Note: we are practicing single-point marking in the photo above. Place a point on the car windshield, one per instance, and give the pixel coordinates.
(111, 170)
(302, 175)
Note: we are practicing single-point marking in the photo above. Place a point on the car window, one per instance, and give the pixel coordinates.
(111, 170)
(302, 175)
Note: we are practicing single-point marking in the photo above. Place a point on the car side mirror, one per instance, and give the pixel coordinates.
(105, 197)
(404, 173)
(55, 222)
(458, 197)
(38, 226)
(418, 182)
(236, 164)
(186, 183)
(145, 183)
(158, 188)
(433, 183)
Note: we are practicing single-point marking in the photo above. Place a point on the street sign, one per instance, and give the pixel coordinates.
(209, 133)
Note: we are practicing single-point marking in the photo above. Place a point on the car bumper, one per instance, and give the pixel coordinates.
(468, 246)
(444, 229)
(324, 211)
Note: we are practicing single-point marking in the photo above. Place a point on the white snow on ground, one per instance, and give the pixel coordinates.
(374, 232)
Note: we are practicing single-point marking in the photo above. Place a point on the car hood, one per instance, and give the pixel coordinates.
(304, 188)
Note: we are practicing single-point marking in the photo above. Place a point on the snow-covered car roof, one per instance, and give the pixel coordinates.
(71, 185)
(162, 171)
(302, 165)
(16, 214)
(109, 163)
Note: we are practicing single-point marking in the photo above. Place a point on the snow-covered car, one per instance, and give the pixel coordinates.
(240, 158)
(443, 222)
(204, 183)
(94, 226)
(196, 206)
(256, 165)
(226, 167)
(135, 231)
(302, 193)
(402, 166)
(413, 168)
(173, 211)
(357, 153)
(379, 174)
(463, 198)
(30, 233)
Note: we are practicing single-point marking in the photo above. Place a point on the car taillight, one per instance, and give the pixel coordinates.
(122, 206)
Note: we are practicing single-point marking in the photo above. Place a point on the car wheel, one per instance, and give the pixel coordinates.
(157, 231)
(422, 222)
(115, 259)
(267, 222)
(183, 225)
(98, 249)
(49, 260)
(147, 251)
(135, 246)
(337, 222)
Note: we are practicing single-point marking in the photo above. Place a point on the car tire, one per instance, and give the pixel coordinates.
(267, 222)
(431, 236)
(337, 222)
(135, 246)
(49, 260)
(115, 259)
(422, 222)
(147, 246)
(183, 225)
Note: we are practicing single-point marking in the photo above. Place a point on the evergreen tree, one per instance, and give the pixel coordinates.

★ ★ ★

SET TASK >>
Copy out every entry above word for word, from the first to the last.

TASK SOLUTION >>
Note: we are practicing single-point marking in the photo above. Place a point on the car windshield, one per instance, and give the pixel coordinates.
(111, 170)
(302, 175)
Note: we are practicing single-point marking in the photo above. Place a point on the car window, one per instance, and give the pixel coordinates.
(111, 170)
(302, 175)
Note: we are practicing single-point marking in the photo above. Place a point on the car side mirror, one per instance, and give the pixel coordinates.
(105, 197)
(404, 173)
(55, 222)
(458, 197)
(38, 226)
(418, 182)
(236, 164)
(186, 183)
(145, 183)
(158, 188)
(433, 183)
Note: we are practicing single-point marking in the photo above. Place a point on the street sign, one per instance, and give the pixel coordinates.
(209, 133)
Note: we are practicing single-point marking in the photo above. Place a point on the car bumper, one per instance, and give the pixel coordinates.
(468, 246)
(444, 229)
(324, 211)
Note: we are practicing single-point marking in the photo above. Place a point on the white snow on ground, one per instance, and give the pixel coordinates.
(374, 232)
Note: we are practicing single-point marking in the photo above. Place a point on the car hood, one per instance, and give the pixel coordinates.
(304, 188)
Note: we are practicing single-point marking in the photo above. Place a point on the snow-covered car roof, one per instance, and give the pixel coordinates.
(71, 185)
(162, 171)
(302, 165)
(16, 214)
(109, 163)
Note: we are practicing single-point marking in the photo above. Place a point on the snow-covered car, one per instance, and give the pixel coordinates.
(240, 158)
(443, 222)
(204, 183)
(94, 226)
(196, 206)
(256, 165)
(226, 167)
(135, 231)
(302, 193)
(402, 166)
(413, 168)
(173, 211)
(357, 153)
(379, 174)
(463, 198)
(30, 233)
Note: we are practicing single-point marking in the photo above. Place a point on the car taillight, one per instance, and give the pixel coordinates.
(122, 206)
Note: we are practicing single-point marking in the photo above. Place a point on the car wheel, one per instance, and give the pixel coordinates.
(157, 231)
(422, 222)
(115, 259)
(267, 222)
(183, 225)
(98, 249)
(49, 260)
(147, 251)
(135, 246)
(337, 222)
Note: we are practicing single-point marking in the photo above. Place a point on the car tire, one per instance, and give the pixel coordinates.
(267, 222)
(431, 236)
(337, 222)
(135, 246)
(49, 260)
(115, 259)
(422, 222)
(147, 246)
(183, 225)
Note: we are practicing single-point marking in the photo above. Place a point on the evergreen tree, one per instance, and give the pixel coordinates.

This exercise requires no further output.